> [TASK BRIEF]: Count the lines in the data below that contain the string "positive", treating uppercase and lowercase letters as different. Give only the number.
--*--
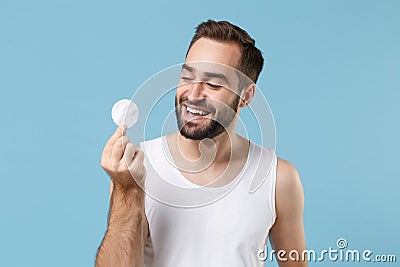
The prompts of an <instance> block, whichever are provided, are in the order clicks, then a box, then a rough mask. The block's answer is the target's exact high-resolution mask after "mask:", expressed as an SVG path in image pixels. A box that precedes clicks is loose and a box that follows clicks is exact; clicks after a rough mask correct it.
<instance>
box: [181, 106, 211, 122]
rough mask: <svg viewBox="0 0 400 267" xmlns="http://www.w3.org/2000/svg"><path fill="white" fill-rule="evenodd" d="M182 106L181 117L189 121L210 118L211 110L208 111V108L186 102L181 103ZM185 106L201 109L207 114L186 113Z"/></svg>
mask: <svg viewBox="0 0 400 267" xmlns="http://www.w3.org/2000/svg"><path fill="white" fill-rule="evenodd" d="M182 107H183V117H184V118H185V120H186V121H188V122H189V121H190V122H196V123H197V122H201V121H204V120H207V119H209V118H211V111H209V110H206V109H203V108H198V107H196V106H191V105H186V104H182ZM186 107H189V108H193V109H199V110H201V111H204V112H207V113H208V114H207V115H194V114H191V113H188V112H187V109H186Z"/></svg>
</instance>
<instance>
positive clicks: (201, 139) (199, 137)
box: [175, 95, 240, 140]
mask: <svg viewBox="0 0 400 267" xmlns="http://www.w3.org/2000/svg"><path fill="white" fill-rule="evenodd" d="M239 102H240V96H238V95H235V98H234V99H233V100H232V101H231V102H229V103H226V106H225V105H224V107H223V108H222V110H220V112H218V113H216V108H215V107H214V105H213V104H212V103H210V101H209V100H207V99H199V100H188V98H187V97H183V96H182V97H180V98H179V103H180V104H179V105H178V98H177V97H176V98H175V115H176V120H177V124H178V128H179V132H180V133H181V135H183V136H184V137H186V138H188V139H192V140H202V139H205V138H210V139H212V138H214V137H216V136H218V135H220V134H221V133H223V132H224V131H225V130H226V128H227V127H229V125H230V124H231V123H232V121H233V120H234V118H235V116H236V114H237V110H238V106H239ZM183 103H185V104H188V105H191V106H193V107H198V108H206V109H207V110H210V111H211V118H209V119H207V120H206V121H204V122H202V123H201V124H199V123H193V122H191V121H185V120H184V119H183V114H182V113H183V112H184V111H183V109H184V108H186V107H185V105H183ZM223 109H225V110H223ZM226 109H229V110H226ZM216 114H217V115H216ZM215 115H216V116H215Z"/></svg>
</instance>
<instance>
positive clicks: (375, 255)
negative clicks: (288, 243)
mask: <svg viewBox="0 0 400 267" xmlns="http://www.w3.org/2000/svg"><path fill="white" fill-rule="evenodd" d="M347 247H348V243H347V240H346V239H344V238H339V239H338V240H337V241H336V248H333V247H329V248H328V249H323V250H321V251H316V250H313V249H307V250H303V251H301V252H299V251H297V250H290V251H286V250H283V249H281V250H278V251H275V250H273V249H272V250H271V251H268V247H267V245H265V247H264V249H260V250H259V251H258V252H257V257H258V259H259V260H260V261H267V260H268V261H271V262H272V261H273V260H274V256H275V258H276V259H277V260H279V261H283V262H286V261H308V262H323V261H332V262H396V261H397V258H396V255H394V254H374V253H373V252H372V250H370V249H366V250H358V249H347Z"/></svg>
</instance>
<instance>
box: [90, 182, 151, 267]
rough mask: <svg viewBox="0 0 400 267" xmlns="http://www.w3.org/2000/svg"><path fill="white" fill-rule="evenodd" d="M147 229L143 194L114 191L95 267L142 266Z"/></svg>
mask: <svg viewBox="0 0 400 267" xmlns="http://www.w3.org/2000/svg"><path fill="white" fill-rule="evenodd" d="M145 227H147V223H146V217H145V214H144V195H143V191H141V189H139V188H131V189H128V190H122V189H118V188H114V190H113V192H112V194H111V201H110V211H109V219H108V227H107V232H106V234H105V236H104V238H103V241H102V243H101V245H100V247H99V250H98V253H97V257H96V267H105V266H107V267H108V266H121V267H125V266H129V267H131V266H143V253H144V243H145V238H144V237H145V236H147V235H146V233H145V229H147V228H145Z"/></svg>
--*--
> [EXERCISE SOLUTION]: 2